Stored items from a collection

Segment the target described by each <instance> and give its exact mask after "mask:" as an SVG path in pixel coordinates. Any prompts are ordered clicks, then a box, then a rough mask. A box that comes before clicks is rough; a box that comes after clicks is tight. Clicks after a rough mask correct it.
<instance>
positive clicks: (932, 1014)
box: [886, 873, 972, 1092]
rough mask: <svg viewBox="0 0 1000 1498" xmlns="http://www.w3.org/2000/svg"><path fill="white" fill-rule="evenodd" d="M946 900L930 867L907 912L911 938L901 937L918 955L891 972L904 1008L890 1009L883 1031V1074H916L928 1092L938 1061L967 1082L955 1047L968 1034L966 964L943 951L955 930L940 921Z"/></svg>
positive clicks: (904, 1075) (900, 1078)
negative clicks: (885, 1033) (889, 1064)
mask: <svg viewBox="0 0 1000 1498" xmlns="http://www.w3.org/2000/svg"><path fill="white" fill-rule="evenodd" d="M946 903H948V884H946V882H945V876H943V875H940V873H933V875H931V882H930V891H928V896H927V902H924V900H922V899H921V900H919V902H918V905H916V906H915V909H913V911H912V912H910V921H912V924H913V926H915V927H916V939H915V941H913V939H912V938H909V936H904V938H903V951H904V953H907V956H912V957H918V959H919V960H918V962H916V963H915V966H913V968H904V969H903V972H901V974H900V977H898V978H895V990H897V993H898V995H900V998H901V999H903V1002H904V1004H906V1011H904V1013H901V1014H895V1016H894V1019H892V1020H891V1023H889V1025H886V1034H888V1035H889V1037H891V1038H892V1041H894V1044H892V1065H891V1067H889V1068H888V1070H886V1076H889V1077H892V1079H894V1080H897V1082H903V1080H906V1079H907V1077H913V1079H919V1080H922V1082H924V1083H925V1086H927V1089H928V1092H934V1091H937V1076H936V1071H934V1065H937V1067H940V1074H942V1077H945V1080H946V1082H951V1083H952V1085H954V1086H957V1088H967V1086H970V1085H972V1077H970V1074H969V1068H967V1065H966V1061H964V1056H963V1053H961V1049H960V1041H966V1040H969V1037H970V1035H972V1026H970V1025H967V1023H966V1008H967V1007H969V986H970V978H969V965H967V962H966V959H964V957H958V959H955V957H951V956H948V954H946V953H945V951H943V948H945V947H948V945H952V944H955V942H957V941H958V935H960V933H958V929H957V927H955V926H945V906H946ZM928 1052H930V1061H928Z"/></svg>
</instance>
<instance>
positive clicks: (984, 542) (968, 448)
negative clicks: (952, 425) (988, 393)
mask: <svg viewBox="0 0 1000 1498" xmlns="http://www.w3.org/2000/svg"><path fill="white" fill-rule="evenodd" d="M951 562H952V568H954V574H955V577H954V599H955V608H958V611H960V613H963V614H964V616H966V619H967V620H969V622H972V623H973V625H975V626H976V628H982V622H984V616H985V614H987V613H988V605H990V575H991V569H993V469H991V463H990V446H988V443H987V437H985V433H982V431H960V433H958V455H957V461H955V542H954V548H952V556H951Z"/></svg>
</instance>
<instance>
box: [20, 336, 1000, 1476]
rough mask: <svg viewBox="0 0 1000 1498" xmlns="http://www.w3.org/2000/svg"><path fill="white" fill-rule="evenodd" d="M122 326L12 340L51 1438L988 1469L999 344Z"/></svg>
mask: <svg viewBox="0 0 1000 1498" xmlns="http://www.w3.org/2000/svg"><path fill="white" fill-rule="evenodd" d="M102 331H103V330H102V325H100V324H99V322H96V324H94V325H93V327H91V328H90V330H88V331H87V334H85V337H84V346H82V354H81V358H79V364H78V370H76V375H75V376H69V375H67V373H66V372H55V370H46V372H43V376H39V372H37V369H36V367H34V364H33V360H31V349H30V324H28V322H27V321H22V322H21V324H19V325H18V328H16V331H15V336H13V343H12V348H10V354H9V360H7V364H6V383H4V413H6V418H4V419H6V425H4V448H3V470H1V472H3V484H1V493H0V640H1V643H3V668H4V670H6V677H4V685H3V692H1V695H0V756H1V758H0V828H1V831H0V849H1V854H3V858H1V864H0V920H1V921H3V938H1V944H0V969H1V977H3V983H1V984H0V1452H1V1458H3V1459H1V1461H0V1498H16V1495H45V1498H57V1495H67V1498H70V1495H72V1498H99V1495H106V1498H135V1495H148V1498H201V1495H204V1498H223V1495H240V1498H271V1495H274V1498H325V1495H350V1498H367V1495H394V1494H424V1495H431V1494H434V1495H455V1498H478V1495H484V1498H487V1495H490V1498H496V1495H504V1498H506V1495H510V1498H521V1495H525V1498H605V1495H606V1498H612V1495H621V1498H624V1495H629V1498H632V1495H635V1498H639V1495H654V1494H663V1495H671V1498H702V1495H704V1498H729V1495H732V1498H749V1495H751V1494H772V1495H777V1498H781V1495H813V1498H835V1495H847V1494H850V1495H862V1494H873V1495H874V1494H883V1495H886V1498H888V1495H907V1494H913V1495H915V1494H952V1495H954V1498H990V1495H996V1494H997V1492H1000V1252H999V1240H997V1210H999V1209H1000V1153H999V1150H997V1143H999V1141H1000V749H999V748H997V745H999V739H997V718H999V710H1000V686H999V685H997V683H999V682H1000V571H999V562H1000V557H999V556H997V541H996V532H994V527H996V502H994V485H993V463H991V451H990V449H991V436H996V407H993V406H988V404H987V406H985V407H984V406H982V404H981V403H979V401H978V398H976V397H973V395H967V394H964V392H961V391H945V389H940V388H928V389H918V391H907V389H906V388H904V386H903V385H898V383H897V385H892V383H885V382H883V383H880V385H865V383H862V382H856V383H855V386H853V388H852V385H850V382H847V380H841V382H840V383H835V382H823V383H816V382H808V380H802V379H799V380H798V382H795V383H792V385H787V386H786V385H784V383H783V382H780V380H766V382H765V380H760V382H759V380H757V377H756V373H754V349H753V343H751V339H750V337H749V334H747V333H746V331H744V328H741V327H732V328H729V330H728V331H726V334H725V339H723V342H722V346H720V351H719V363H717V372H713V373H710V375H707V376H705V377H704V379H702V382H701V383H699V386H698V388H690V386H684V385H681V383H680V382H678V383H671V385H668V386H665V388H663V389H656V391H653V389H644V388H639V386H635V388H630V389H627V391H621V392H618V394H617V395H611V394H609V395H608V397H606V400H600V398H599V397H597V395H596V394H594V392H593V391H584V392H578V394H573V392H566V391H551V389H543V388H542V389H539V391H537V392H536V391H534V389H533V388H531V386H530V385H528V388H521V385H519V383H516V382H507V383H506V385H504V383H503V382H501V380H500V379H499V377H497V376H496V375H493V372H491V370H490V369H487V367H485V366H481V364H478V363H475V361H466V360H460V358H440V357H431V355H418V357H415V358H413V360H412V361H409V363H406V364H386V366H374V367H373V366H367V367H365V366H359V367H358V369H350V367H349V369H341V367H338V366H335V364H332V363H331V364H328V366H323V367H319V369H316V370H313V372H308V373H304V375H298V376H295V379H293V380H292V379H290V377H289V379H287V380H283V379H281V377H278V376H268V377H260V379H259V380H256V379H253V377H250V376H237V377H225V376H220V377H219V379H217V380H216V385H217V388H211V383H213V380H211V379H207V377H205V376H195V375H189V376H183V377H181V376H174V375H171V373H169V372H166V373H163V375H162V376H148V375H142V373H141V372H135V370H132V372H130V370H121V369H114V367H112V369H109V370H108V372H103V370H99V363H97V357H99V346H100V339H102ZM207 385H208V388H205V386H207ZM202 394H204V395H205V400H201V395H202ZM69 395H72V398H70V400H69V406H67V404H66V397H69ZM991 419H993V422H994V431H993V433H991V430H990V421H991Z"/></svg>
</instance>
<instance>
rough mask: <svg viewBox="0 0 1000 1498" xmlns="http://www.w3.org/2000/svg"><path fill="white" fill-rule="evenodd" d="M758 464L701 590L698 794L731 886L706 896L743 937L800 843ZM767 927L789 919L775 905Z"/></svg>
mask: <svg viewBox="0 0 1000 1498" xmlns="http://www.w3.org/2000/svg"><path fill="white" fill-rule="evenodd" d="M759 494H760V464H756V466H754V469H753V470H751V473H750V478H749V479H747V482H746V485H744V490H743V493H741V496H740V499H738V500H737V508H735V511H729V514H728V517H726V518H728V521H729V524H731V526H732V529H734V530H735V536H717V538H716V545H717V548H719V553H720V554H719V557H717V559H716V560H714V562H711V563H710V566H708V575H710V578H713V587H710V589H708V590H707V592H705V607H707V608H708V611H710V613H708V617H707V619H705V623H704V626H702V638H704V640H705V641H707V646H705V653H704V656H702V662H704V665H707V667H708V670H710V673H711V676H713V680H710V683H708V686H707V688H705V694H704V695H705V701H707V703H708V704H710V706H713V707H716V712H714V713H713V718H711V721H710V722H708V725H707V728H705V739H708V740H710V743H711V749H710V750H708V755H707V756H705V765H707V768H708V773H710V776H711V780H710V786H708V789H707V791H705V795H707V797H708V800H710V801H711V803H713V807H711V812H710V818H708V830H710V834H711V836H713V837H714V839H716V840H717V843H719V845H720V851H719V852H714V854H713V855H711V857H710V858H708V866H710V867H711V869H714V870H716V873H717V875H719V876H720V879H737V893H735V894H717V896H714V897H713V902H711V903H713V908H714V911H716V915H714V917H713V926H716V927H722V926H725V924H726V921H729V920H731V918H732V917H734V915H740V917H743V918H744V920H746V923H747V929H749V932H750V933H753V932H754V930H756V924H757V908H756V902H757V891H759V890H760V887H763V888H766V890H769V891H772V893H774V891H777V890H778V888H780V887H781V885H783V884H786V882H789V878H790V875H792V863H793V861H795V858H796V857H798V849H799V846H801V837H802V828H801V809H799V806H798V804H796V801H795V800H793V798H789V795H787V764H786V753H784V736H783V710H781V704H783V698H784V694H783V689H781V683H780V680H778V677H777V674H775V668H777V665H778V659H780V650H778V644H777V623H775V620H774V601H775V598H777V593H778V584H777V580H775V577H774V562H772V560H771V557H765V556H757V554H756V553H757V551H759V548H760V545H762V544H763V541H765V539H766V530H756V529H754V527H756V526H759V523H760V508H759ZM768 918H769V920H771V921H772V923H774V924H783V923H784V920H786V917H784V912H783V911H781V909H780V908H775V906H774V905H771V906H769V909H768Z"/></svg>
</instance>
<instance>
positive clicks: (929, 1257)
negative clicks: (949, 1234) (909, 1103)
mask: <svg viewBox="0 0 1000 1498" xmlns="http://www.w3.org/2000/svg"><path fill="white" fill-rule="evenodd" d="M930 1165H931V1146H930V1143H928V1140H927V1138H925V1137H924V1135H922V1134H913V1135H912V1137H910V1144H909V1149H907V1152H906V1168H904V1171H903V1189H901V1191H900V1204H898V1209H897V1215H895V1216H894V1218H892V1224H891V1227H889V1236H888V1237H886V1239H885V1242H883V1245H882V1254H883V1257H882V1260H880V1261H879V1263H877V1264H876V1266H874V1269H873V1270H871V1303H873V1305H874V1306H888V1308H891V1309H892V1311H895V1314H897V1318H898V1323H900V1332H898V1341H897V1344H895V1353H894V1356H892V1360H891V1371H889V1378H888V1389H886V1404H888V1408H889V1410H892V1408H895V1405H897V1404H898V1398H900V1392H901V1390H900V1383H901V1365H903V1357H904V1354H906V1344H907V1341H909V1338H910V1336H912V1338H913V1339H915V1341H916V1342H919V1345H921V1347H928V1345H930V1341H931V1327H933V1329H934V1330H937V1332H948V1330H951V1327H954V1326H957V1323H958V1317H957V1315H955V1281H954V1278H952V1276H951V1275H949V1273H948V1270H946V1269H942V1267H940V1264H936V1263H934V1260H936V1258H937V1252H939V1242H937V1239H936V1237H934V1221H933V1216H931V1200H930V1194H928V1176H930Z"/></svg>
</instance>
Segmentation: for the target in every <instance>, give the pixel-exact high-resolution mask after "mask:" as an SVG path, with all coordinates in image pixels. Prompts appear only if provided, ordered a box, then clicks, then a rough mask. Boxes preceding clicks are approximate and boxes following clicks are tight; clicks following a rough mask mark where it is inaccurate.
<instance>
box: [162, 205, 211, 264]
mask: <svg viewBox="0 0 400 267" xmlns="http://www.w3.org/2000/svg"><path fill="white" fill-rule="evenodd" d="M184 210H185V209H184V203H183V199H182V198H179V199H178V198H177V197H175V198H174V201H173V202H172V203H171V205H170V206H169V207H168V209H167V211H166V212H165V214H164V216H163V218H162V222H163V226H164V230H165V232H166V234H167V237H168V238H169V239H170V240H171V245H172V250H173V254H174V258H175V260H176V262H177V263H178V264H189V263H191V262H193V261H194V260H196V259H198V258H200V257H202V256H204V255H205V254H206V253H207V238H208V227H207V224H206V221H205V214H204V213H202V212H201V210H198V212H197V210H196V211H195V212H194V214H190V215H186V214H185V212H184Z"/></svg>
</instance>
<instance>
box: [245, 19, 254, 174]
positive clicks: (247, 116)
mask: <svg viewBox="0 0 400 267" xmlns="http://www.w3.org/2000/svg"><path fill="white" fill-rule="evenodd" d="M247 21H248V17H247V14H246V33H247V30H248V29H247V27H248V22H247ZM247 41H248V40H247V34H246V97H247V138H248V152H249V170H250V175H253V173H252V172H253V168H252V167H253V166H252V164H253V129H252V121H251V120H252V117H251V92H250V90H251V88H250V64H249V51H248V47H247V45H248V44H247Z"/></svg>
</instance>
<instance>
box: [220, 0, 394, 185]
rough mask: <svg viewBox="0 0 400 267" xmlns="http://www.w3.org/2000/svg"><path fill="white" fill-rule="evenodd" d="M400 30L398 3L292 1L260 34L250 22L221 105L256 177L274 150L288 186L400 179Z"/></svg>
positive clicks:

● **PROBLEM REQUIREMENTS**: Using the data above, return every line that contains the string "pixel".

● **RESULT**:
Segment the target described by each <instance> and give its exact mask after "mask:" as an SVG path in pixel coordinates. Any prompts are ordered clicks, then a box, then a rough mask. A box that comes before clicks is rough; a box that comes after clicks is tight. Clicks after a rough mask correct it.
Segmentation: for the target in every <instance>, give the pixel-exact high-resolution mask after "mask:" as an SVG path, with all coordinates in image pixels. Prompts appear only if provided, ordered a box, then clicks, then a rough mask. Boxes preceding clicks are approximate and boxes following clicks are tight; clicks following a rough mask mark where it is inaccurate.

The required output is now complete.